— start —
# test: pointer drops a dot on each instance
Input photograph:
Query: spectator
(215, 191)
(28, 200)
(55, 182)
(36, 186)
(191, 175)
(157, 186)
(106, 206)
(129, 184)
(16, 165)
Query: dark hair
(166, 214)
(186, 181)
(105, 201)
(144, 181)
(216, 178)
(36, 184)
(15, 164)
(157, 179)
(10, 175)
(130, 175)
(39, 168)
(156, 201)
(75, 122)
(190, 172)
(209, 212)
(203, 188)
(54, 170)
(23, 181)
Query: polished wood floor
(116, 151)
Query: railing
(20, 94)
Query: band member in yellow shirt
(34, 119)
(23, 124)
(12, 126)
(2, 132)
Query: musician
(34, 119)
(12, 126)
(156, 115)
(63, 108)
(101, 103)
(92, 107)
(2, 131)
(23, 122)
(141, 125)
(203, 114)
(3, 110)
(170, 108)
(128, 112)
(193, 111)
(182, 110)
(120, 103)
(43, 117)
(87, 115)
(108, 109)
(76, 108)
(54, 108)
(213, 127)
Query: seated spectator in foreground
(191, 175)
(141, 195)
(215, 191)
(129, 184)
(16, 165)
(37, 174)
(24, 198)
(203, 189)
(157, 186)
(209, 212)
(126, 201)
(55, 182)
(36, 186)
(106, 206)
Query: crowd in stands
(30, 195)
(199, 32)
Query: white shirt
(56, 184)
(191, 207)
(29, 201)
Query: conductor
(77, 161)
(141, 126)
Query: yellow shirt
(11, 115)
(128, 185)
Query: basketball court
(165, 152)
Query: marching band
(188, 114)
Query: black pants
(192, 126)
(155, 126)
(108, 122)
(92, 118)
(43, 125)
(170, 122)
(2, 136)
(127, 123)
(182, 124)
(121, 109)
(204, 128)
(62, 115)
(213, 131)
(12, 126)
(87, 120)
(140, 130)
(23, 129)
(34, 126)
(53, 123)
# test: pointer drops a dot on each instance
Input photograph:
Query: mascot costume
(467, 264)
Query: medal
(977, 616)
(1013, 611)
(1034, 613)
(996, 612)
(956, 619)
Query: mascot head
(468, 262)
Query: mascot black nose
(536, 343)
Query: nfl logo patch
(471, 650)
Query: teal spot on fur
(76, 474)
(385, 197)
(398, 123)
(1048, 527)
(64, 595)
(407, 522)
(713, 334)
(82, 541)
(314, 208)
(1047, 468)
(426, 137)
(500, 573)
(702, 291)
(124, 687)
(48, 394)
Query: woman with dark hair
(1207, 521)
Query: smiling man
— end —
▶ [What the exercise asks] Please rewrite all the rows above, substituting "Prompt" for every "Query" and keeping everything else unchanged.

▶ [Solved exercise]
# test: pointer drops a dot on each instance
Input photograph:
Prompt: spectator
(215, 191)
(28, 200)
(55, 182)
(36, 186)
(191, 175)
(157, 186)
(106, 206)
(129, 184)
(16, 165)
Prompt: dark hair
(166, 214)
(186, 181)
(105, 201)
(144, 181)
(216, 178)
(36, 184)
(15, 164)
(157, 179)
(10, 175)
(130, 175)
(39, 168)
(156, 201)
(75, 122)
(190, 172)
(209, 212)
(203, 188)
(54, 170)
(23, 181)
Prompt: polished wood floor
(116, 151)
Prompt: railing
(20, 94)
Prompt: band member in yellow shirt
(34, 119)
(23, 124)
(12, 126)
(2, 132)
Prompt: musician
(34, 119)
(12, 126)
(156, 115)
(63, 108)
(101, 103)
(92, 107)
(2, 131)
(23, 122)
(141, 125)
(203, 114)
(3, 110)
(170, 108)
(128, 112)
(193, 111)
(182, 110)
(120, 103)
(43, 117)
(87, 115)
(108, 109)
(76, 108)
(54, 108)
(213, 127)
Prompt: seated spectator in foreground
(191, 175)
(141, 195)
(215, 191)
(129, 184)
(16, 165)
(37, 174)
(24, 198)
(203, 189)
(157, 186)
(209, 212)
(126, 201)
(55, 182)
(36, 186)
(106, 206)
Prompt: crowd in stands
(30, 195)
(199, 32)
Prompt: white shirt
(56, 184)
(191, 207)
(29, 201)
Prompt: conductor
(77, 161)
(141, 126)
Prompt: yellow shirt
(11, 115)
(128, 185)
Prompt: basketball court
(165, 152)
Prompt: marching band
(188, 114)
Prompt: black pants
(192, 126)
(155, 126)
(108, 122)
(92, 118)
(43, 125)
(170, 122)
(2, 136)
(127, 123)
(182, 124)
(121, 109)
(204, 128)
(62, 115)
(213, 131)
(12, 126)
(87, 120)
(140, 130)
(23, 129)
(34, 126)
(53, 123)
# test: pointer drops a dot on each instance
Input photograph:
Prompt: mascot costume
(467, 264)
Prompt: medal
(977, 616)
(1013, 611)
(1034, 613)
(996, 612)
(956, 619)
Prompt: mascot head
(468, 262)
Prompt: mascot black nose
(536, 343)
Prompt: nfl logo patch
(471, 650)
Prompt: teal spot on fur
(76, 474)
(385, 197)
(398, 123)
(1048, 527)
(64, 595)
(407, 522)
(713, 334)
(82, 541)
(314, 208)
(1047, 468)
(426, 137)
(500, 573)
(702, 291)
(124, 687)
(48, 394)
Prompt: woman with dark hair
(1207, 521)
Prompt: smiling man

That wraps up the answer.